═══ RECORDS SUPPLIED

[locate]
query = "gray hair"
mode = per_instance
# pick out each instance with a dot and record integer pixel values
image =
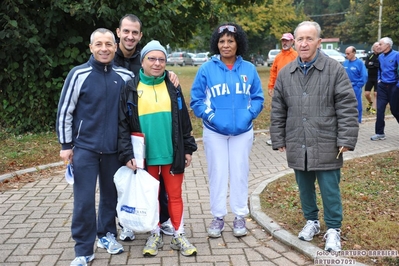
(387, 40)
(103, 31)
(309, 23)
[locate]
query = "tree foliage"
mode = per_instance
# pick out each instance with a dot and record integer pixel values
(41, 40)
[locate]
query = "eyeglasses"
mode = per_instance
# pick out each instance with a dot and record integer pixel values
(154, 59)
(228, 27)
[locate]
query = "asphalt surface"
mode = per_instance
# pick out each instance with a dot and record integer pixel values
(35, 219)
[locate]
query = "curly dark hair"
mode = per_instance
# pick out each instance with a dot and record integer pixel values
(239, 35)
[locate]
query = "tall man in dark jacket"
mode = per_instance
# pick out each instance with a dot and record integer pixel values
(128, 56)
(372, 64)
(314, 119)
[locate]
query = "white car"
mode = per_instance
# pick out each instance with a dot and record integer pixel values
(334, 54)
(361, 54)
(200, 58)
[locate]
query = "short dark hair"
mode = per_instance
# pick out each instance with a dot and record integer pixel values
(240, 37)
(132, 18)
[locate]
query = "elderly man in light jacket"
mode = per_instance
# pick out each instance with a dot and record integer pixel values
(314, 119)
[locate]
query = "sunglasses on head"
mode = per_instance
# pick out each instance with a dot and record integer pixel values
(228, 27)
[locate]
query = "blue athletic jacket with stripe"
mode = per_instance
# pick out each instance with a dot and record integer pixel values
(227, 100)
(87, 114)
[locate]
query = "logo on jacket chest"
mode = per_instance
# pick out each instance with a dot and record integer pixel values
(223, 89)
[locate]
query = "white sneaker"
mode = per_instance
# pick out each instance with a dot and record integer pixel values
(167, 228)
(127, 235)
(310, 229)
(333, 240)
(82, 260)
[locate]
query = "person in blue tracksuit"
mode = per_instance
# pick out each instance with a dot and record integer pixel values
(227, 94)
(87, 129)
(388, 86)
(357, 74)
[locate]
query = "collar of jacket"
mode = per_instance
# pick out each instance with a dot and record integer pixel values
(134, 55)
(151, 80)
(100, 66)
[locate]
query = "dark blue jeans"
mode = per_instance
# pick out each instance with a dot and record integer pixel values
(328, 181)
(88, 167)
(386, 93)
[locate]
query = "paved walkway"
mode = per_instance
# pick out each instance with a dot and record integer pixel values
(35, 219)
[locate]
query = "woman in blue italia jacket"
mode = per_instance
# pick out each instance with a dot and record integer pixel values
(227, 94)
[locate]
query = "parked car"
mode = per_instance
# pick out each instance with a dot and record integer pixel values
(361, 54)
(257, 59)
(200, 58)
(180, 58)
(271, 55)
(334, 54)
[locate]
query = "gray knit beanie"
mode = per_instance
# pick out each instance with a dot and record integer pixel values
(152, 46)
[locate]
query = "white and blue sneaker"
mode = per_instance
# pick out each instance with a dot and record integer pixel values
(82, 260)
(109, 243)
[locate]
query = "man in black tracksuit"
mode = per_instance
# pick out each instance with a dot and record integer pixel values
(372, 64)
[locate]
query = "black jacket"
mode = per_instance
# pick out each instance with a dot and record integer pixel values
(372, 64)
(183, 142)
(133, 63)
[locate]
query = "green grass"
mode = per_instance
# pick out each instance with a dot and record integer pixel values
(370, 198)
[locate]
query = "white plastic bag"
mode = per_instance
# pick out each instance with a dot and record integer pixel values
(138, 207)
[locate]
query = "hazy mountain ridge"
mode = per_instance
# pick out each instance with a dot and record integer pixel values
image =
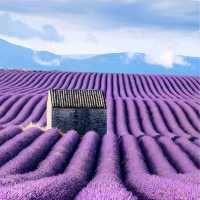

══════

* EXERCISE AIM
Where pictures appear in the records, leave them out; output everything else exactly.

* TASK ANSWER
[locate]
query = "gray hair"
mode = per_instance
# pick out each instance with a dot and record integer pixel values
image =
(387, 40)
(103, 31)
(309, 23)
[locate]
query = "tree foliage"
mode = per_instance
# pick out each instance with a dot and record integer pixel values
(41, 40)
[locate]
query = "eyeglasses"
mode = per_instance
# pick out each instance with a dot and record integer pixel values
(154, 59)
(228, 27)
[locate]
query = "asphalt surface"
mode = per_instance
# pick out each instance with a dot and record integer pixel values
(35, 219)
[locate]
query = "curly dark hair"
mode = per_instance
# pick out each instance with a dot and record integer pixel values
(239, 35)
[locate]
query = "tall man in dark jacket"
mode = per_instance
# pick out each instance with a dot and record integer pixel values
(128, 56)
(372, 64)
(314, 119)
[locate]
query = "white car"
mode = per_instance
# pick out each instance with a dot and record integer pixel values
(334, 54)
(361, 54)
(200, 58)
[locate]
query = "short dark hair"
mode = per_instance
# pick out each instance with a dot and record integer pixel values
(240, 37)
(132, 18)
[locate]
query = "elderly man in light jacket"
mode = per_instance
# pick out each instance with a dot and record integer pixel values
(314, 119)
[locate]
query = "sunglasses on head"
mode = per_instance
# pick out each instance with a dot and record integer pixel values
(228, 27)
[locate]
query = "blue athletic jacket with stripe"
mode = per_instance
# pick out each instance with a dot and record integer pixel values
(227, 100)
(87, 114)
[locate]
query = "logo on jacket chest"
mode = per_instance
# pick out each instance with a dot and record integer pixel values
(223, 89)
[locate]
query = "white sneaker"
mode = per_instance
# pick out each instance with a dot and record integer pixel values
(167, 228)
(127, 235)
(310, 229)
(333, 240)
(82, 260)
[locate]
query = "person in blue tracksuit"
mode = per_instance
# pick out each instance with a dot and record integer pixel values
(227, 94)
(87, 129)
(388, 86)
(357, 74)
[locate]
query = "collar of jacket"
mode = per_instance
# pick out each instance with a dot and record integer pixel values
(134, 55)
(151, 80)
(100, 66)
[locate]
query = "dark blue jeans"
mode = per_instance
# pick out each instance with a dot and record integer pixel values
(328, 181)
(88, 167)
(386, 93)
[locate]
query = "paved walkway"
mode = per_instance
# pick out each instance with a dot and record integer pixel values
(35, 219)
[locate]
query = "woman in blue italia jacket"
mode = per_instance
# pick out each instance with a dot and record integer pixel values
(227, 94)
[locate]
query = "parked car"
mode = per_instance
# pick out each instance with a dot and record integer pixel values
(361, 54)
(257, 59)
(200, 58)
(180, 58)
(271, 55)
(334, 54)
[locate]
query = "gray knit beanie"
mode = per_instance
# pick out each instance with a dot and record integer pixel values
(152, 46)
[locate]
query = "white and blue sneaker"
mode = per_instance
# pick out each instance with a dot and record integer pixel values
(82, 260)
(109, 243)
[locate]
query = "man in black tracksuit"
mode = per_instance
# pick out each instance with a dot and record integer pixel values
(372, 64)
[locate]
query = "black jacket"
mode = per_instance
# pick out each instance with a dot and record integer pixel values
(372, 64)
(183, 142)
(133, 63)
[locate]
query = "green grass"
mode = per_instance
# pick out each instance with a dot and record integer pixel values
(370, 198)
[locate]
query = "white plastic bag"
mode = per_instance
# pick out each instance with a dot and record integer pixel values
(138, 207)
[locate]
query = "hazy mountain ridge"
mode = per_instance
# pick out each instance with a dot and record integer pixel values
image =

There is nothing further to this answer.